WHAT YOU HAVE TO DO: Transcribe, word for word, the line containing "In this photo, point at the yellow stamen, one" and each line following it through the end of the listing below. Omit all other lines.

DATASET ENTRIES:

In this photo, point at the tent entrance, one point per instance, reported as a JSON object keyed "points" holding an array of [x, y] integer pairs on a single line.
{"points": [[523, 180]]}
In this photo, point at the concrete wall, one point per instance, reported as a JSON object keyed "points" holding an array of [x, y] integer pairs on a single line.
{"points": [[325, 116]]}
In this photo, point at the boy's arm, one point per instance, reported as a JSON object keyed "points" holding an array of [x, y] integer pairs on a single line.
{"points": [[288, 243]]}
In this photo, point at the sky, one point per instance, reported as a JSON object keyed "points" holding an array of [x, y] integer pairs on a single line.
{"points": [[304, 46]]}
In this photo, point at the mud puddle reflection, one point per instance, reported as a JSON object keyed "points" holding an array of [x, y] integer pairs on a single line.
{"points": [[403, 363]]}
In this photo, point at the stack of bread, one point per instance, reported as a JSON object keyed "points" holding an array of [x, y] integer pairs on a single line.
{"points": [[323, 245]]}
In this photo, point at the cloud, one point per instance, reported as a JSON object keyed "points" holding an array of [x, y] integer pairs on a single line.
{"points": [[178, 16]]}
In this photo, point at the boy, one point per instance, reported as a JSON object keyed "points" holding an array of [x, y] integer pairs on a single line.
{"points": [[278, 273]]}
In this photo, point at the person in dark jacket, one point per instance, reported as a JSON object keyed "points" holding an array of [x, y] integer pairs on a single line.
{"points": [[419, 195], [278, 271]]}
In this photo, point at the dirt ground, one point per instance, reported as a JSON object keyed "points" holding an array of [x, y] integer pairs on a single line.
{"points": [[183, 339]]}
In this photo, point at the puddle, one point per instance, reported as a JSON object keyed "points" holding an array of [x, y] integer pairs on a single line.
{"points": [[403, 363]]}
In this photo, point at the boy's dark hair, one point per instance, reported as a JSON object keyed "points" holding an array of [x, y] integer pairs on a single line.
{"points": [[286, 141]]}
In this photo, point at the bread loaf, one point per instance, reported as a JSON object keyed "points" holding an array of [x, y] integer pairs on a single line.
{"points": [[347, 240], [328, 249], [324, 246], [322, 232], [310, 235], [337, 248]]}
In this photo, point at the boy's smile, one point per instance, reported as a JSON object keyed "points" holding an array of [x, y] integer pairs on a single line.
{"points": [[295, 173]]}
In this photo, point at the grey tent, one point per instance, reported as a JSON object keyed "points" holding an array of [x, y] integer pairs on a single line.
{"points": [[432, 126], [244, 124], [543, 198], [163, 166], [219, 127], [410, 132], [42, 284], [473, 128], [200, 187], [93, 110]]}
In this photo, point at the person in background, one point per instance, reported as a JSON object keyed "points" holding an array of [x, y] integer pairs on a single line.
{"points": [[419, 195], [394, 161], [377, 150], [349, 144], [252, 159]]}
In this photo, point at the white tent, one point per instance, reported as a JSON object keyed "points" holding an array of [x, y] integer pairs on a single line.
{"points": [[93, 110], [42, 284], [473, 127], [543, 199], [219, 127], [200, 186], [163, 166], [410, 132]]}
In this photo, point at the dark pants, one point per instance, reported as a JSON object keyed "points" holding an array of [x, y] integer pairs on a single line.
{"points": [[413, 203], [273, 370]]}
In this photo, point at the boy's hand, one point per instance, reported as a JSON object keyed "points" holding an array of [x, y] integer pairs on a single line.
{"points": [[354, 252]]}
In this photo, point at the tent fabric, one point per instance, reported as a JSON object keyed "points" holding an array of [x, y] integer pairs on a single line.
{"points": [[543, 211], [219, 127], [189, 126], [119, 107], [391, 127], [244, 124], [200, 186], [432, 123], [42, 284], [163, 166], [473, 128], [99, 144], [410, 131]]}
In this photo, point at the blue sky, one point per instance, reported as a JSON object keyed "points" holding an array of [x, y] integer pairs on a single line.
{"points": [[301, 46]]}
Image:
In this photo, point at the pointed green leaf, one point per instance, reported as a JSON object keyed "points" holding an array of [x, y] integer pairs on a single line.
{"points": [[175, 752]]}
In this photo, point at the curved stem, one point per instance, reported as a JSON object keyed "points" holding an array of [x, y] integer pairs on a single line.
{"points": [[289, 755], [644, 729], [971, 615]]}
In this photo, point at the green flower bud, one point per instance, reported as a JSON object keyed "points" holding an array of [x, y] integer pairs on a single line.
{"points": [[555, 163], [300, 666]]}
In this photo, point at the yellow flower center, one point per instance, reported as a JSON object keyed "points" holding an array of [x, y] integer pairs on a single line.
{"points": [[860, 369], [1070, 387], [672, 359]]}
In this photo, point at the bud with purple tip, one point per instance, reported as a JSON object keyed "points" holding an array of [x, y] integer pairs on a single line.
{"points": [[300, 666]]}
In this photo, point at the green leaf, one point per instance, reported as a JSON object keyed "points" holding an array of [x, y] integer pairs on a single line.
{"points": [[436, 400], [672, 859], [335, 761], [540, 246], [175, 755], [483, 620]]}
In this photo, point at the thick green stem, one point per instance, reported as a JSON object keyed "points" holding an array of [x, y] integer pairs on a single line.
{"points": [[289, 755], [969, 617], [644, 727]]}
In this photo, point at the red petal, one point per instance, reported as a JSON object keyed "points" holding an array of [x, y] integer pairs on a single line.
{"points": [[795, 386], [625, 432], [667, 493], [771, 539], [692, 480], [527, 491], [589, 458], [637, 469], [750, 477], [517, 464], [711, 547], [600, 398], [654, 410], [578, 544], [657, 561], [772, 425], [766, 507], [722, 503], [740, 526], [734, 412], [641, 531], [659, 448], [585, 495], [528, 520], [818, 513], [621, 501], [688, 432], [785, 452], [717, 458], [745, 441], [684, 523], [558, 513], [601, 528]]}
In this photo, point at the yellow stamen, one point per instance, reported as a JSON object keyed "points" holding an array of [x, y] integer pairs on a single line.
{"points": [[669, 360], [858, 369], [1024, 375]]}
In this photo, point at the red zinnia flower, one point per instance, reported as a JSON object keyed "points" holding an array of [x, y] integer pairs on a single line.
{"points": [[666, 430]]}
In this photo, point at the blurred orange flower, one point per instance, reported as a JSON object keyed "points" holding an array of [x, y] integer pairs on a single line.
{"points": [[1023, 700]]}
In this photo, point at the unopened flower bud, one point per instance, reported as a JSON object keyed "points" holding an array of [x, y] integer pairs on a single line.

THE ANSWER:
In this photo, point at the yellow stamen, one point per instance, reported as a JSON object keyed "points" holding an array of [x, y] integer pairs on a single line.
{"points": [[669, 360], [858, 369], [1024, 375]]}
In this photo, point at the red zinnia flower, one point per instance, reported as a JSON object keyed "points" holding an array of [x, y] integer pairs on a single line.
{"points": [[666, 430]]}
In this photo, point at the blurred orange flower, one point per instance, reported as a JSON object keyed "points" holding an array of [x, y] integer pairs on a single line.
{"points": [[1023, 700]]}
In this photo, point at the unopened flower bud, one point per instance, reported as a JSON object keyed "points" holding an array of [x, y] integer pairs on a single line.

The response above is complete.